(Beginning of Source data)

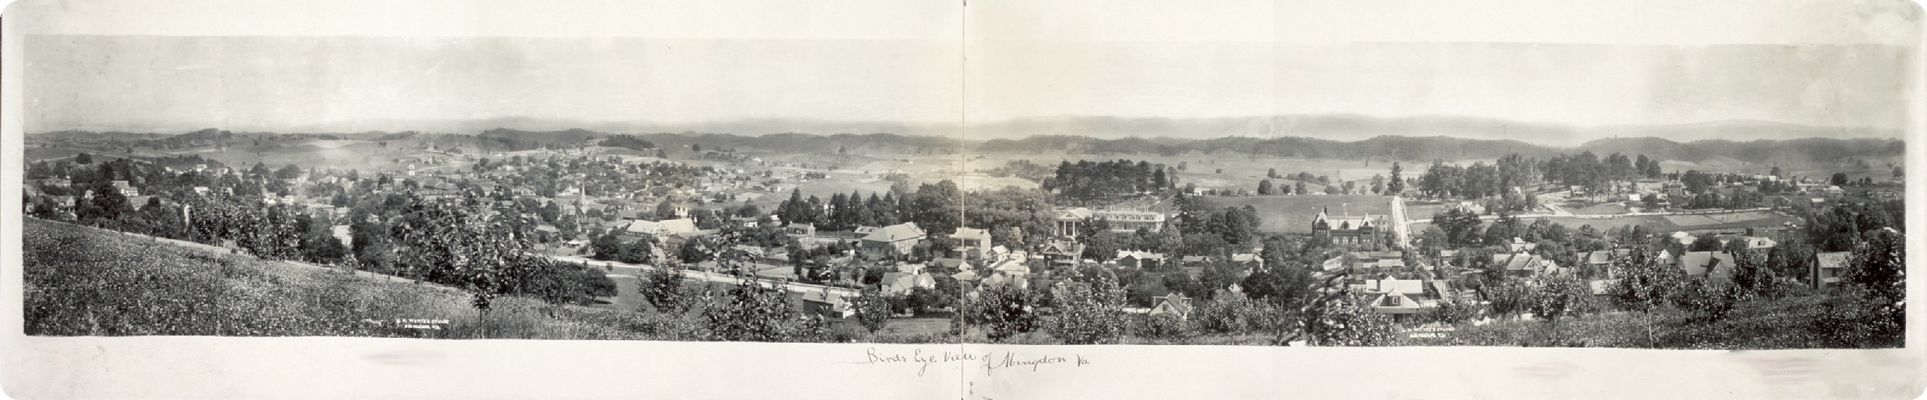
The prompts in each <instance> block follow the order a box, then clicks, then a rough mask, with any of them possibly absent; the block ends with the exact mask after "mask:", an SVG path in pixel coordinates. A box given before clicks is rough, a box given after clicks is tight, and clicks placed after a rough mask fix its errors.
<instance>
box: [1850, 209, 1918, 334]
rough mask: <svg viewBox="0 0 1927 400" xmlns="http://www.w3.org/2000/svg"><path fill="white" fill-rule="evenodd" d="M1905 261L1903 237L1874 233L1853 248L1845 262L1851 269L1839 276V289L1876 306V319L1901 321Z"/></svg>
mask: <svg viewBox="0 0 1927 400" xmlns="http://www.w3.org/2000/svg"><path fill="white" fill-rule="evenodd" d="M1906 260H1908V258H1906V235H1902V233H1898V231H1875V233H1871V235H1867V240H1865V242H1861V244H1860V246H1854V254H1852V256H1850V258H1848V265H1850V267H1848V269H1846V271H1844V273H1842V275H1840V285H1844V287H1848V288H1850V290H1852V294H1854V296H1863V298H1865V300H1867V302H1869V304H1871V306H1875V310H1877V315H1883V317H1888V319H1892V321H1904V313H1906V281H1908V279H1906V277H1908V262H1906Z"/></svg>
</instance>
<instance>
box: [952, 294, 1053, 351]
mask: <svg viewBox="0 0 1927 400" xmlns="http://www.w3.org/2000/svg"><path fill="white" fill-rule="evenodd" d="M1037 302H1039V298H1037V294H1035V292H1031V290H1025V288H1017V287H1014V285H989V287H985V288H981V290H977V298H975V300H971V302H967V308H969V315H973V317H969V319H973V321H975V323H977V325H981V327H983V329H985V337H989V338H990V340H1004V338H1008V337H1016V335H1019V333H1029V331H1031V329H1037V313H1035V308H1037Z"/></svg>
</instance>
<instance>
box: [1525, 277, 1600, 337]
mask: <svg viewBox="0 0 1927 400" xmlns="http://www.w3.org/2000/svg"><path fill="white" fill-rule="evenodd" d="M1588 300H1592V290H1590V288H1586V283H1584V281H1578V277H1574V275H1571V273H1557V275H1544V277H1538V279H1534V283H1532V294H1530V296H1528V302H1530V304H1526V310H1530V312H1532V315H1534V317H1540V319H1545V321H1547V323H1551V325H1553V329H1555V331H1557V327H1559V319H1561V317H1567V315H1576V313H1582V312H1586V310H1588V308H1590V304H1588Z"/></svg>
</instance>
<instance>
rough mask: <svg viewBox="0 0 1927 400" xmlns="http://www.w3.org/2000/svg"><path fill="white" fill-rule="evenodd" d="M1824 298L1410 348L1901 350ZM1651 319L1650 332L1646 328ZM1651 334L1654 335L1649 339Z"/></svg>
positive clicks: (1436, 338) (1478, 330)
mask: <svg viewBox="0 0 1927 400" xmlns="http://www.w3.org/2000/svg"><path fill="white" fill-rule="evenodd" d="M1825 302H1827V296H1794V298H1779V300H1754V302H1742V304H1738V306H1736V308H1734V310H1732V313H1729V315H1727V317H1723V319H1705V317H1700V315H1694V313H1688V312H1680V310H1661V312H1653V313H1638V312H1613V313H1596V315H1582V317H1572V319H1561V321H1559V323H1557V325H1553V323H1547V321H1501V323H1490V325H1478V327H1472V325H1461V327H1459V331H1457V333H1455V335H1453V337H1451V338H1424V340H1411V342H1409V344H1416V346H1426V344H1443V346H1586V348H1702V350H1773V348H1898V346H1902V344H1904V340H1906V337H1904V335H1898V333H1892V335H1881V333H1875V331H1877V329H1873V327H1871V321H1869V319H1871V317H1858V313H1856V315H1844V317H1842V315H1835V317H1829V315H1827V313H1829V310H1827V306H1825ZM1648 321H1651V327H1653V329H1650V331H1648V329H1646V327H1648ZM1648 335H1650V337H1648Z"/></svg>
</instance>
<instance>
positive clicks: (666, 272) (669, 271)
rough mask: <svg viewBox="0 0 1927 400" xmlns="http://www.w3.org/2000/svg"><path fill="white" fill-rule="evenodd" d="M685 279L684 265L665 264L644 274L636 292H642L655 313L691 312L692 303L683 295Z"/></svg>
mask: <svg viewBox="0 0 1927 400" xmlns="http://www.w3.org/2000/svg"><path fill="white" fill-rule="evenodd" d="M684 279H686V277H682V263H665V265H657V267H655V269H649V271H647V273H644V277H642V285H640V287H636V290H640V292H642V298H644V300H649V306H653V308H655V312H665V313H680V312H686V310H690V302H688V300H686V298H684V294H682V285H684Z"/></svg>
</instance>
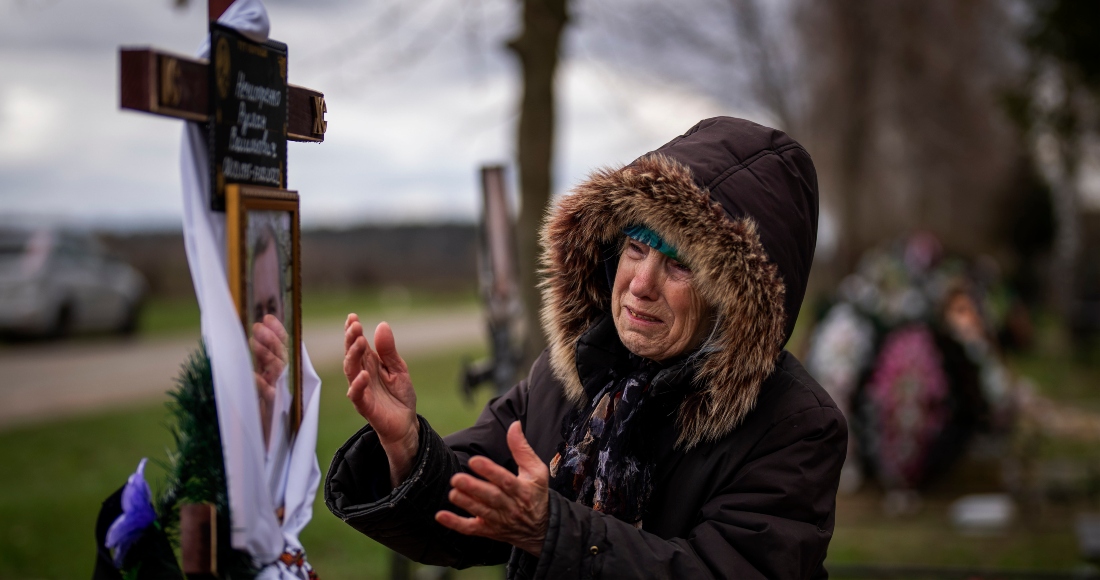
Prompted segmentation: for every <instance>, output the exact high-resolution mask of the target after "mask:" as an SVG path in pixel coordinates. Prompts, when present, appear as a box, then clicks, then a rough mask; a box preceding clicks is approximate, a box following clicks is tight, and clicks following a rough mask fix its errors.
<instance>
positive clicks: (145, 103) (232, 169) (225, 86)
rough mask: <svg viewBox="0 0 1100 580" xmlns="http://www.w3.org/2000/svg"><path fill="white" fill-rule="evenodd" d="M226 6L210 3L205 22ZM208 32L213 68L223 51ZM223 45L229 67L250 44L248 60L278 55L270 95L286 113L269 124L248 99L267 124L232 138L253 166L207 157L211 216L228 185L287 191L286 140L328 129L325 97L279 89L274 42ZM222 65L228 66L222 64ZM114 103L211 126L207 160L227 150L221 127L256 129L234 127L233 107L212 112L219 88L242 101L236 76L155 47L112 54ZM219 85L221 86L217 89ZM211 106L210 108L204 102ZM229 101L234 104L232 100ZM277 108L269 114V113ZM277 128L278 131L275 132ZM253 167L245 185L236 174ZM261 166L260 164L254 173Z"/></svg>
mask: <svg viewBox="0 0 1100 580" xmlns="http://www.w3.org/2000/svg"><path fill="white" fill-rule="evenodd" d="M231 3H232V0H209V6H208V10H209V17H210V22H211V23H212V22H215V21H217V19H218V17H220V15H221V14H222V13H223V12H224V11H226V9H228V8H229V4H231ZM213 28H215V26H213V25H212V28H211V29H212V30H211V57H212V59H213V61H215V63H216V65H219V66H220V64H219V63H221V57H222V54H221V53H220V52H219V51H220V50H221V48H223V46H222V45H220V44H219V45H218V46H215V40H213V34H215V30H213ZM224 34H227V35H230V36H232V32H231V31H229V32H224ZM226 44H227V46H224V48H226V50H227V52H233V53H234V55H233V56H234V57H233V66H234V67H235V66H239V65H238V61H240V59H244V58H246V57H250V56H249V54H248V53H249V51H250V50H252V48H250V46H251V45H255V46H256V47H257V48H255V50H252V53H253V55H255V54H259V53H260V52H264V53H266V52H267V51H268V50H271V51H272V52H274V53H275V54H274V55H265V58H268V59H271V57H272V56H275V57H277V56H278V54H279V52H281V51H282V53H281V54H282V62H281V63H279V65H281V66H282V81H279V83H276V85H282V87H277V91H282V95H285V102H278V106H279V107H285V110H286V117H285V120H284V119H282V118H279V119H276V116H273V114H274V113H272V109H264V107H263V105H264V102H261V103H260V105H256V101H255V99H254V98H253V99H252V100H253V102H251V103H250V107H251V109H252V112H250V113H249V114H267V116H272V117H271V119H267V121H268V122H266V124H263V122H262V124H261V128H260V130H259V131H257V132H259V133H261V134H262V139H241V140H239V142H240V143H243V145H240V146H239V149H238V150H237V151H239V152H240V151H244V152H245V153H246V154H242V155H243V156H244V157H250V156H251V157H252V160H249V161H255V163H244V164H242V163H238V162H237V160H232V161H231V160H227V161H231V163H230V166H228V167H223V166H222V164H221V162H222V157H215V158H211V168H212V169H213V173H215V175H213V176H212V189H213V191H212V195H211V206H212V208H213V209H216V210H223V209H224V195H223V191H224V185H227V183H242V184H252V185H263V186H268V187H277V188H286V167H285V161H286V141H307V142H315V143H318V142H322V141H324V133H326V131H327V130H328V122H327V121H326V120H324V113H326V112H328V108H327V106H326V103H324V94H322V92H321V91H319V90H313V89H309V88H305V87H299V86H295V85H290V84H287V83H286V56H285V55H286V45H284V44H282V43H277V42H274V41H270V42H268V43H266V44H256V43H251V41H246V40H244V39H243V37H241V39H233V40H232V42H230V43H226ZM237 53H241V54H243V56H241V58H238V54H237ZM226 61H227V62H228V58H227V59H226ZM119 63H120V91H119V97H120V106H121V108H123V109H131V110H135V111H143V112H149V113H153V114H161V116H165V117H173V118H177V119H186V120H189V121H197V122H201V123H211V122H212V123H211V124H212V125H213V129H212V134H213V135H215V136H212V138H211V142H212V143H213V147H211V156H215V155H216V150H217V149H218V147H219V143H220V144H221V145H220V146H221V147H224V146H226V145H224V142H226V141H227V140H228V138H227V136H226V135H227V133H226V131H223V130H222V128H223V125H229V124H234V123H237V124H240V128H241V133H242V134H244V133H245V132H246V131H248V130H249V129H250V128H253V129H254V128H255V127H256V125H255V124H249V123H244V124H241V123H240V121H235V119H238V117H237V114H238V112H237V110H235V109H233V110H232V111H224V113H226V114H224V116H223V114H222V112H223V111H222V109H219V107H218V105H219V103H222V101H224V100H226V98H227V95H226V90H224V89H226V86H224V85H226V84H235V85H234V88H235V89H238V92H237V95H235V97H239V98H240V97H242V95H241V91H240V85H241V83H238V81H237V78H235V77H233V78H228V79H227V78H226V77H227V76H228V70H222V69H220V68H218V66H215V70H211V65H210V62H209V61H206V59H201V58H193V57H188V56H180V55H177V54H173V53H169V52H166V51H161V50H157V48H151V47H131V48H121V50H120V51H119ZM226 67H227V68H228V67H229V65H226ZM234 70H235V69H234ZM211 79H216V80H215V81H213V84H215V87H211ZM223 80H226V81H227V83H224V84H223ZM242 80H243V77H242ZM244 85H245V86H246V87H248V88H249V89H259V90H265V88H264V87H262V86H261V87H257V86H256V83H255V81H254V80H253V81H252V83H244ZM266 86H268V87H270V86H273V85H272V84H271V83H268V84H267V85H266ZM212 89H221V90H220V94H221V100H219V99H218V98H217V92H219V91H217V90H212ZM230 92H232V91H230ZM248 96H249V97H254V94H249V95H248ZM228 97H229V98H230V100H231V99H232V97H234V95H229V96H228ZM212 100H213V101H217V102H211V101H212ZM279 100H282V98H281V96H276V97H275V98H273V99H271V100H268V101H267V103H268V105H270V103H271V102H276V101H279ZM231 102H237V101H232V100H231ZM243 107H244V106H243V100H242V109H241V113H242V114H243V113H244V108H243ZM223 108H224V107H223ZM281 110H282V109H276V111H281ZM256 111H259V113H257V112H256ZM223 117H232V118H233V119H234V121H233V122H228V121H229V119H224V120H226V121H227V123H222V121H223ZM273 120H275V121H273ZM277 120H283V121H284V122H283V123H278V122H277ZM279 124H282V127H277V125H279ZM227 131H228V129H227ZM254 133H255V132H254ZM268 133H270V134H268ZM233 136H234V139H235V138H237V135H235V134H234V135H233ZM268 146H270V147H271V151H270V152H268V151H267V149H266V147H268ZM241 147H243V149H241ZM259 152H263V154H262V155H259V157H263V158H260V160H259V161H256V157H257V155H255V154H256V153H259ZM250 154H251V155H250ZM242 155H239V156H242ZM265 164H266V165H265ZM253 165H255V166H256V171H253V172H251V175H252V177H257V176H259V178H251V179H250V177H242V175H249V174H250V169H252V168H253ZM261 165H264V166H263V167H260V166H261ZM261 169H263V171H261ZM265 177H266V178H265Z"/></svg>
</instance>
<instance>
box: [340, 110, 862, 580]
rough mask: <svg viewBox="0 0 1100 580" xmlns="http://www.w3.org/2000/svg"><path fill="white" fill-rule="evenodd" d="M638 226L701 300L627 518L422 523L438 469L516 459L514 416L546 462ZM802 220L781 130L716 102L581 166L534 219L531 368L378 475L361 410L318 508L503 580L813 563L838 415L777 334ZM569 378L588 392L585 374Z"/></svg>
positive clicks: (828, 400)
mask: <svg viewBox="0 0 1100 580" xmlns="http://www.w3.org/2000/svg"><path fill="white" fill-rule="evenodd" d="M638 223H640V225H645V226H646V227H648V228H650V229H652V230H653V231H656V232H657V233H658V234H659V236H660V237H661V238H663V239H664V240H667V241H668V242H669V243H671V244H672V245H674V247H675V248H676V249H678V250H679V254H680V258H681V260H682V261H683V262H684V263H685V264H687V265H690V266H691V269H692V272H693V275H694V278H693V284H694V285H695V289H696V291H697V292H698V293H700V295H701V296H702V297H703V298H704V299H705V300H706V302H707V303H708V304H709V305H711V306H712V307H713V308H714V309H715V311H716V313H717V317H716V320H717V322H716V325H717V326H716V328H715V331H714V332H713V333H712V337H711V339H709V340H708V342H707V346H706V350H705V352H702V353H700V355H698V357H694V358H691V359H689V360H687V361H686V362H685V361H681V362H679V363H675V364H672V365H670V366H669V368H667V369H665V370H664V371H662V372H661V373H660V374H658V375H657V377H656V379H654V380H653V383H652V384H653V386H652V391H653V393H654V394H653V395H652V397H653V398H652V400H650V401H649V402H647V403H646V404H647V405H652V406H653V407H654V408H658V409H660V413H656V414H653V415H652V416H651V417H650V425H648V426H647V427H649V428H650V429H651V439H650V440H652V441H654V442H653V447H654V449H652V450H651V452H652V453H653V455H652V457H654V458H656V468H654V471H653V474H652V484H653V491H652V494H651V495H650V499H649V502H648V504H647V508H646V513H645V517H643V519H642V526H641V529H638V528H636V527H635V526H634V525H631V524H628V523H626V522H623V521H619V519H617V518H615V517H614V516H609V515H605V514H603V513H599V512H596V511H593V510H592V508H590V507H586V506H584V505H581V504H579V503H575V502H572V501H569V500H566V499H565V497H563V496H562V495H560V494H558V493H557V492H554V491H551V492H550V524H549V530H548V533H547V537H546V541H544V543H543V546H542V555H541V557H540V558H537V559H536V558H535V557H532V556H530V555H528V554H526V552H522V551H520V550H513V549H511V547H510V546H508V545H506V544H502V543H497V541H494V540H488V539H486V538H480V537H467V536H462V535H460V534H458V533H454V532H451V530H448V529H447V528H443V527H442V526H440V525H438V524H437V523H436V522H434V519H433V516H434V514H436V512H437V511H439V510H441V508H443V510H452V511H454V510H455V507H453V506H452V505H451V504H450V503H449V502H448V501H447V492H448V491H449V480H450V478H451V475H452V474H454V473H455V472H456V471H460V470H465V467H466V461H467V459H469V458H470V457H472V456H475V455H484V456H486V457H488V458H491V459H492V460H494V461H496V462H497V463H499V464H502V466H505V467H507V468H508V469H511V470H513V471H515V470H516V466H515V461H513V459H511V457H510V452H509V451H508V447H507V444H506V441H505V433H506V430H507V428H508V426H509V425H510V424H511V423H513V422H514V420H517V419H518V420H520V422H521V423H522V427H524V431H525V434H526V436H527V439H528V440H529V441H530V444H531V446H532V447H533V449H535V451H536V452H537V453H538V455H539V457H540V458H542V460H543V461H544V462H547V463H549V462H550V459H551V458H552V457H553V455H554V452H555V449H557V448H558V446H559V444H560V442H561V441H562V437H563V428H562V426H563V420H565V419H566V417H568V416H570V414H571V412H573V409H575V408H577V406H580V405H584V404H585V403H586V401H587V398H588V396H590V393H591V392H592V391H591V387H592V383H593V382H595V381H597V380H598V377H601V376H604V375H606V373H607V372H608V369H614V368H615V366H616V365H620V364H623V363H624V361H625V360H626V358H627V357H628V351H627V350H626V348H625V347H624V346H623V344H621V342H620V341H619V340H618V336H617V332H616V330H615V327H614V324H613V321H612V317H610V314H609V309H610V289H609V280H608V277H609V276H614V272H615V269H614V264H615V261H616V260H617V254H616V253H615V250H617V249H618V248H620V247H621V240H623V229H624V228H625V227H628V226H631V225H638ZM816 229H817V179H816V174H815V173H814V167H813V163H812V162H811V160H810V155H809V154H807V153H806V152H805V150H804V149H802V146H801V145H799V144H798V143H796V142H794V141H793V140H791V139H790V138H789V136H788V135H785V134H784V133H782V132H780V131H777V130H772V129H768V128H764V127H760V125H758V124H755V123H751V122H748V121H744V120H739V119H730V118H717V119H708V120H705V121H702V122H701V123H698V124H697V125H695V127H694V128H692V129H691V130H690V131H687V133H685V134H684V135H682V136H679V138H676V139H674V140H673V141H672V142H670V143H668V144H667V145H664V146H662V147H661V149H659V150H657V151H656V152H653V153H650V154H648V155H645V156H642V157H640V158H638V160H637V161H635V162H634V163H631V164H629V165H627V166H625V167H621V168H617V169H605V171H601V172H597V173H595V174H594V175H592V176H591V177H590V178H588V179H587V180H586V182H585V183H583V184H581V185H580V186H577V187H576V188H575V189H574V191H573V193H572V194H571V195H568V196H565V197H564V198H562V199H561V200H560V201H559V203H558V205H557V207H555V208H554V209H552V210H551V212H550V215H549V217H548V220H547V222H546V226H544V228H543V231H542V244H543V250H544V254H543V267H544V274H546V278H544V282H543V284H542V292H543V304H544V306H543V310H542V321H543V327H544V330H546V332H547V335H548V338H549V344H550V346H549V348H548V349H547V351H546V352H543V353H542V355H541V357H539V359H538V361H536V363H535V365H533V366H532V368H531V372H530V374H529V376H528V377H527V379H526V380H525V381H522V382H520V383H519V384H518V385H516V386H515V387H514V389H511V390H510V391H509V392H508V393H507V394H505V395H504V396H502V397H498V398H496V400H494V401H493V402H491V403H489V404H488V405H487V406H486V407H485V409H484V411H483V412H482V414H481V417H480V418H478V419H477V423H476V424H475V425H474V426H473V427H470V428H469V429H464V430H461V431H459V433H455V434H453V435H451V436H449V437H445V438H441V437H440V436H439V435H437V434H436V433H434V431H433V430H432V429H431V427H430V426H429V425H428V423H427V422H425V420H423V419H422V418H421V419H420V422H421V423H420V448H419V455H418V458H417V462H416V466H415V467H414V468H412V472H411V474H410V475H409V477H408V479H407V480H406V481H405V482H404V483H401V484H400V485H399V486H397V488H396V489H390V485H389V483H388V477H389V474H388V473H389V472H388V466H387V462H386V458H385V455H384V452H383V450H382V447H381V445H378V442H377V438H376V436H375V435H374V433H373V431H372V430H371V428H370V426H367V427H364V428H363V429H362V430H361V431H360V433H357V434H355V435H354V436H353V437H352V438H351V439H350V440H349V441H348V442H346V444H344V446H343V447H342V448H341V449H340V450H339V451H338V452H337V455H335V457H334V458H333V460H332V467H331V469H330V470H329V474H328V480H327V481H326V484H324V499H326V503H327V505H328V507H329V510H331V511H332V513H333V514H335V515H337V516H339V517H340V518H342V519H344V521H345V522H348V524H350V525H351V526H353V527H355V528H356V529H359V530H360V532H362V533H364V534H366V535H368V536H371V537H373V538H374V539H376V540H378V541H379V543H382V544H384V545H386V546H388V547H390V548H393V549H395V550H397V551H399V552H401V554H404V555H406V556H408V557H409V558H412V559H414V560H417V561H421V562H427V563H436V565H443V566H453V567H467V566H478V565H491V563H500V562H504V561H508V562H509V567H508V576H509V578H678V579H679V578H684V579H695V578H737V579H756V578H768V579H788V578H792V579H793V578H825V577H827V574H826V572H825V569H824V568H823V566H822V562H823V561H824V559H825V552H826V548H827V546H828V541H829V538H831V536H832V533H833V522H834V510H835V500H836V488H837V481H838V477H839V472H840V466H842V463H843V462H844V455H845V448H846V440H847V427H846V425H845V420H844V417H843V416H842V415H840V413H839V412H838V411H837V408H836V406H835V405H834V404H833V402H832V401H831V400H829V397H828V395H826V394H825V392H824V391H823V390H822V389H821V386H818V384H817V383H816V382H815V381H814V380H813V379H812V377H811V376H810V375H809V374H807V373H806V372H805V370H803V368H802V365H801V364H800V363H799V361H798V360H795V358H794V357H793V355H791V354H790V353H788V352H787V351H784V350H782V348H783V344H784V343H785V342H787V340H788V338H789V337H790V332H791V329H792V328H793V326H794V319H795V317H796V316H798V311H799V307H800V305H801V303H802V297H803V294H804V292H805V284H806V277H807V276H809V273H810V264H811V262H812V261H813V253H814V245H815V243H816ZM586 389H587V390H586Z"/></svg>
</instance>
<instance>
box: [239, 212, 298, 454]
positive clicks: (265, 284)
mask: <svg viewBox="0 0 1100 580" xmlns="http://www.w3.org/2000/svg"><path fill="white" fill-rule="evenodd" d="M289 256H290V216H289V214H287V212H285V211H257V210H253V211H250V212H249V216H248V264H249V267H248V270H246V272H248V282H246V293H245V296H246V306H248V309H246V311H248V321H249V324H250V326H249V328H248V330H249V344H250V347H251V349H252V355H253V369H254V374H255V384H256V394H257V397H259V400H260V411H261V423H262V425H263V429H264V444H265V445H266V446H267V448H268V450H270V451H271V450H272V449H273V448H276V447H279V446H273V445H272V433H273V427H274V428H275V429H274V433H278V434H283V433H284V431H286V428H287V420H286V416H287V413H288V412H289V401H290V396H289V395H290V392H289V381H288V376H290V375H293V374H292V373H293V372H294V369H293V368H292V366H293V362H292V357H290V355H289V354H290V353H289V347H290V335H292V333H293V330H294V326H293V320H294V317H293V316H292V315H293V313H292V311H290V310H292V308H293V300H292V296H293V294H292V289H293V288H290V285H289V284H288V281H289V280H292V276H290V275H289V272H290V267H289V262H290V260H289ZM283 438H284V439H285V437H283Z"/></svg>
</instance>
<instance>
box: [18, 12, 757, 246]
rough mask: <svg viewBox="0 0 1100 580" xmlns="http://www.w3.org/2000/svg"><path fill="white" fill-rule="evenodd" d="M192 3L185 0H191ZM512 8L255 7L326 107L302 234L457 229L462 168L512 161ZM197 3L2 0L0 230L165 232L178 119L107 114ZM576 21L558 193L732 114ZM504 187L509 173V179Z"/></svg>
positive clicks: (293, 75)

(End of Source data)

Your task = Count the lines in the data above that contain the string "positive", treating uppercase and lowercase as different, and reply with only that number.

Exercise answer = 6